**What the task requires:** Could you rescale the listing from the line with "of the sticker" to the line with "[[266, 365], [532, 336], [36, 328], [397, 341]]", both included, giving every line again and multiplying each point coordinate in the answers by 0.9, rounded to whole numbers with halves going up? Leave all other text on those lines unchanged.

**Collected data:**
□ □ □

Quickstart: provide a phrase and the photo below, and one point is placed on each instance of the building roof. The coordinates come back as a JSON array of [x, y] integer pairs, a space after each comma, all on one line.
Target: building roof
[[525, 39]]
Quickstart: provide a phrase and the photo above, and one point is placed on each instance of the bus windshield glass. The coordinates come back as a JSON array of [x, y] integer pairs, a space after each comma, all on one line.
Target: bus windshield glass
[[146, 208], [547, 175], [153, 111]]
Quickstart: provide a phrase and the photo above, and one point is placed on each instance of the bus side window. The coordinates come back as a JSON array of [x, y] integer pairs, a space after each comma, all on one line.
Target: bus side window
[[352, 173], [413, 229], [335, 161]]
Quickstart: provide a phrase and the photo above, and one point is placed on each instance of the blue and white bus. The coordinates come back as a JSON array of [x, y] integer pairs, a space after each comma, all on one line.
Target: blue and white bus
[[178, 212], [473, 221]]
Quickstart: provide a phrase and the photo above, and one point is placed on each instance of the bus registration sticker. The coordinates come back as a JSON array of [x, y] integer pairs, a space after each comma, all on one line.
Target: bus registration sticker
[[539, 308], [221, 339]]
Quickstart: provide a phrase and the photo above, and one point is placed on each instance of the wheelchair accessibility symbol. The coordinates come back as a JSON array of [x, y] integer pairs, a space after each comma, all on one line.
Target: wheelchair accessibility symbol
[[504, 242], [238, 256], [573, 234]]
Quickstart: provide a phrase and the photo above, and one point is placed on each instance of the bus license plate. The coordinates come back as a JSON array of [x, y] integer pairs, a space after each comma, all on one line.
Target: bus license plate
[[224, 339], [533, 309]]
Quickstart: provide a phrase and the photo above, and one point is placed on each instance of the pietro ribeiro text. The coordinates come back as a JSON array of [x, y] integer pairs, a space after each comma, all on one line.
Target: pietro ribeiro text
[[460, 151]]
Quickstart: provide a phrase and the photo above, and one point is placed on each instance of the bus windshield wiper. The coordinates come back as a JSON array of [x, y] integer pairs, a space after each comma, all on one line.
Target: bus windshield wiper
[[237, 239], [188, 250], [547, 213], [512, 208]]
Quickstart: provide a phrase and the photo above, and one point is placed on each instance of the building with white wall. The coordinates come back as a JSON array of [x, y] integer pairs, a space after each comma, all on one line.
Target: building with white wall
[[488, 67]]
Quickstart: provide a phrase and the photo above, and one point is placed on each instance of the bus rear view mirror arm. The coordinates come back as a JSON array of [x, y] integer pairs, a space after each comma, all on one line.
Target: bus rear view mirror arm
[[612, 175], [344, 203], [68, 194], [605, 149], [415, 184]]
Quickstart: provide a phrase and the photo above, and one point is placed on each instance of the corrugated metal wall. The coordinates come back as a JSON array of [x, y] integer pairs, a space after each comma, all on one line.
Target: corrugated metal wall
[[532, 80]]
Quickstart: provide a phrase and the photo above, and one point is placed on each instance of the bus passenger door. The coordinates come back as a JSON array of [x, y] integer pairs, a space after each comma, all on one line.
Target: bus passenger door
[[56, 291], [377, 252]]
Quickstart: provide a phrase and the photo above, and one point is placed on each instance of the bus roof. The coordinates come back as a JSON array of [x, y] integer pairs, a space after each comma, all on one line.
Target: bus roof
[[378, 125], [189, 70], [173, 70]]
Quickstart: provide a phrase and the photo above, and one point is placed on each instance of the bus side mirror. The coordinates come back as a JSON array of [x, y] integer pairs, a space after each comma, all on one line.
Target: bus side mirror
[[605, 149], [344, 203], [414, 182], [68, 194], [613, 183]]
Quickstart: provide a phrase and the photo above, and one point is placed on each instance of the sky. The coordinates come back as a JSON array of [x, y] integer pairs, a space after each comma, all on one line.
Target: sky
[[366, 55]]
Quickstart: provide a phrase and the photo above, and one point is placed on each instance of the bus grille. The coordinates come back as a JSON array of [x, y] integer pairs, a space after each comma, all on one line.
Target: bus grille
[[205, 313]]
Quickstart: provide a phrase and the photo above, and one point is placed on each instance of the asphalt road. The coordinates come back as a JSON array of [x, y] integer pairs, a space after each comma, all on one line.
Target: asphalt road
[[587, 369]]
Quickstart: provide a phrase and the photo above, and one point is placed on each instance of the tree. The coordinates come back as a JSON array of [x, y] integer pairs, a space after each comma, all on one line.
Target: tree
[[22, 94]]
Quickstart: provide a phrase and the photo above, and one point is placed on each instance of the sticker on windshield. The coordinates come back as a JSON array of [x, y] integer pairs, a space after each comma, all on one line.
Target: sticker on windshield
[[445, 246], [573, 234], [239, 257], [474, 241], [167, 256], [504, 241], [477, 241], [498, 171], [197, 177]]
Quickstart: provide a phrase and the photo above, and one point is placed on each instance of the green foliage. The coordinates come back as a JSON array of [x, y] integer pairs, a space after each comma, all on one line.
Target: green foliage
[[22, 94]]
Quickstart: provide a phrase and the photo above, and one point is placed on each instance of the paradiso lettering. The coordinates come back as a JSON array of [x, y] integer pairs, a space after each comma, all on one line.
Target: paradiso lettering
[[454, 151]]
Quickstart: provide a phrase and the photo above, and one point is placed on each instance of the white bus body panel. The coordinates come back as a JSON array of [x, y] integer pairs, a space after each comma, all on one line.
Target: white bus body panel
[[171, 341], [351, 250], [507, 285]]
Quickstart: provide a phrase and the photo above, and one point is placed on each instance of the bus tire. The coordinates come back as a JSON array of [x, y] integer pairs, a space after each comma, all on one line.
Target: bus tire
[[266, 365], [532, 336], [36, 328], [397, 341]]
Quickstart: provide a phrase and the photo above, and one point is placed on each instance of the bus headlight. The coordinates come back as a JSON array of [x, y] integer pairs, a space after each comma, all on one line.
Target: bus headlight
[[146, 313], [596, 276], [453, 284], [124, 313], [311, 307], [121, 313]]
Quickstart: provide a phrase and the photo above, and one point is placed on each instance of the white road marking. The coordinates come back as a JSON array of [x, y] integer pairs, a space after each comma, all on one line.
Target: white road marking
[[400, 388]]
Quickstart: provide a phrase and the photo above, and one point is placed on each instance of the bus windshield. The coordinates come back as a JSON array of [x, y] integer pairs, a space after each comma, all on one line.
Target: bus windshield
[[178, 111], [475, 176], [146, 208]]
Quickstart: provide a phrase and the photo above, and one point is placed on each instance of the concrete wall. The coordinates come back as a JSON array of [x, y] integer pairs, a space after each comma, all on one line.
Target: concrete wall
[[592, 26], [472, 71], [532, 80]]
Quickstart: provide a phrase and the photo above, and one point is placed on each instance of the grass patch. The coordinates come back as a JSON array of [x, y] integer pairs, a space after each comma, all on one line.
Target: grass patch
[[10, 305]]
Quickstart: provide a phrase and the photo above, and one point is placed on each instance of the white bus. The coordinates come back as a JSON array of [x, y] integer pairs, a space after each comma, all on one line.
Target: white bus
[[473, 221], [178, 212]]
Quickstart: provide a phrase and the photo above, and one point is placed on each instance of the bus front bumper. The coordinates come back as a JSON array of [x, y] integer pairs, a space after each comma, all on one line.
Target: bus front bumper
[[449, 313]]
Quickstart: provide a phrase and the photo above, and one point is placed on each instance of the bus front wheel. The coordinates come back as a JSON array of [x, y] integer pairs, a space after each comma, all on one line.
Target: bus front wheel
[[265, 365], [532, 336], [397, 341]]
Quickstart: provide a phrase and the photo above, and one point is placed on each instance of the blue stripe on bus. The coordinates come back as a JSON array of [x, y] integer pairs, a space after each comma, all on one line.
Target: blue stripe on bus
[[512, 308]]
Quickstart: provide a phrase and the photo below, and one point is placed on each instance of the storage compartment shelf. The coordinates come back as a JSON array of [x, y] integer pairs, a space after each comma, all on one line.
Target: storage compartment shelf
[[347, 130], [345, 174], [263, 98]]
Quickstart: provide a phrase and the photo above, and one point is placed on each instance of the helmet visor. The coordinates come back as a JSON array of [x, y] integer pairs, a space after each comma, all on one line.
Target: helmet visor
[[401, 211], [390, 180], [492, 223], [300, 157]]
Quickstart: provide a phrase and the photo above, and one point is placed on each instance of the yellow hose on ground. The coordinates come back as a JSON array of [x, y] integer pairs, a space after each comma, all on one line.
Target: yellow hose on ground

□ □ □

**Completed exercise:**
Quickstart: provide a phrase and the photo above, and one point is placed on each instance of the sticker on windshield. The coordinates come back as a JSON array of [x, y] integer pairs, a space after each comma, all on one line.
Target: sticker on windshield
[[401, 221], [516, 211], [215, 231], [427, 217], [150, 230], [454, 217], [429, 217], [448, 154], [177, 159]]
Quickstart: provide a phrase and the photo above, and one point is placed on each instance of the green foliage. The coordinates come back as a JSON array of [x, y] integer pairs, a space after each comma, all on one line.
Target: green foliage
[[20, 85]]
Quickstart: provide a phrase and the photo above, and one point is placed on each instance of the paradiso lettering. The coordinates come back as a JSON array of [x, y] integer pairs, a space after each comma, all on one line.
Target: paradiso lettering
[[409, 136]]
Quickstart: provide a phrase and the photo above, and one point is placed on each instance of the white bus body panel. The coordinates come back as a JSON array of [x, y] integer pairs, a space after each comma, all on one line.
Target: white bus body panel
[[154, 307], [316, 225], [456, 257]]
Quickstart: provide a phrase and the photo above, and one point is placed on each instance of the bus tire. The coordinates come back as a JSON array of [x, y] integer pairs, a space after each comma, all on one line.
Target: bus tire
[[239, 329], [479, 302], [32, 295], [357, 307]]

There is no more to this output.